[Work to be completed] Return all the entries exactly, keeping pictures out.

[Outline labeling records]
--------------------------------

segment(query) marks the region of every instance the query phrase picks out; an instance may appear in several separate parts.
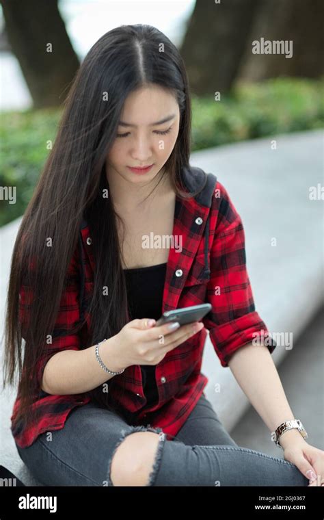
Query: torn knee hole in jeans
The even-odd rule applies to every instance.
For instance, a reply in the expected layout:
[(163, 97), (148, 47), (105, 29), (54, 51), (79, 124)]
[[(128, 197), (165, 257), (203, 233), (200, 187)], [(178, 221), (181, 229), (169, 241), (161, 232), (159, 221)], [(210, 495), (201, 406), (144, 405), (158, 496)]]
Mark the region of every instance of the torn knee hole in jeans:
[(116, 445), (113, 449), (113, 454), (108, 463), (108, 469), (107, 469), (108, 486), (113, 486), (113, 484), (111, 478), (111, 463), (112, 463), (112, 460), (113, 458), (113, 456), (117, 451), (117, 449), (119, 447), (119, 446), (121, 445), (121, 443), (123, 442), (123, 441), (126, 439), (126, 437), (128, 435), (130, 435), (132, 433), (135, 433), (135, 432), (153, 432), (154, 433), (159, 434), (159, 442), (158, 443), (157, 453), (155, 454), (155, 458), (153, 463), (153, 467), (149, 474), (148, 482), (148, 484), (146, 484), (146, 486), (153, 485), (154, 482), (155, 480), (155, 476), (157, 474), (157, 470), (159, 469), (159, 467), (160, 465), (160, 460), (162, 456), (162, 450), (164, 445), (164, 441), (165, 441), (165, 434), (163, 433), (163, 431), (161, 428), (159, 428), (159, 427), (153, 428), (152, 426), (150, 426), (150, 425), (147, 425), (146, 426), (144, 426), (141, 425), (139, 426), (131, 426), (130, 430), (122, 430), (121, 434), (120, 434), (120, 438), (118, 441), (117, 444)]

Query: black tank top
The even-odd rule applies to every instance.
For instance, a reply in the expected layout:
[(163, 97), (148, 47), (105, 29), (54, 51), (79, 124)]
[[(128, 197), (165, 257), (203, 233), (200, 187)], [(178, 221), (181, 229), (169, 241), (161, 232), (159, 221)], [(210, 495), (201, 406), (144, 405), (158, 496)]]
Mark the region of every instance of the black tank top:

--------------------------------

[Response to the task]
segment(query) marks the region of every instance the query phrase picks out; an instance may appear in several separate parts.
Query: torn knee hole in jeans
The even-odd rule applies to every instance.
For instance, a reply in the expected layout:
[(163, 97), (148, 47), (105, 29), (54, 51), (79, 124)]
[[(128, 197), (165, 257), (203, 233), (200, 187)], [(178, 221), (181, 229), (169, 241), (161, 232), (159, 221)], [(210, 495), (201, 406), (144, 405), (158, 496)]]
Mark the region of every instance of the torn knee hole in jeans:
[(116, 445), (113, 449), (113, 454), (108, 463), (108, 469), (107, 469), (108, 486), (113, 486), (113, 484), (111, 478), (111, 463), (112, 463), (112, 460), (113, 458), (113, 456), (117, 451), (117, 449), (119, 447), (119, 446), (121, 445), (121, 443), (123, 442), (123, 441), (126, 439), (126, 437), (128, 435), (130, 435), (132, 433), (135, 433), (135, 432), (153, 432), (154, 433), (159, 434), (159, 442), (158, 443), (157, 453), (155, 454), (155, 458), (153, 463), (153, 467), (149, 474), (148, 482), (148, 484), (146, 484), (146, 486), (153, 485), (154, 482), (155, 480), (155, 476), (157, 474), (157, 470), (159, 469), (159, 467), (160, 465), (160, 460), (162, 456), (162, 450), (164, 445), (164, 441), (165, 441), (165, 434), (163, 433), (163, 431), (161, 428), (159, 428), (159, 427), (153, 428), (152, 426), (150, 426), (150, 425), (147, 425), (146, 426), (144, 426), (141, 425), (139, 426), (131, 426), (130, 430), (122, 430), (121, 434), (120, 434), (120, 438), (118, 441), (117, 444)]

Query: black tank top
The even-odd rule applies to every instance.
For instance, a reply in the expected layout:
[(163, 97), (148, 47), (105, 29), (54, 51), (79, 124)]
[[(128, 197), (165, 257), (203, 233), (200, 187)], [(178, 221), (181, 229), (169, 241), (161, 232), (159, 221)], [(210, 495), (201, 406), (144, 405), (158, 496)]]
Mark the region of every instance of the black tank top:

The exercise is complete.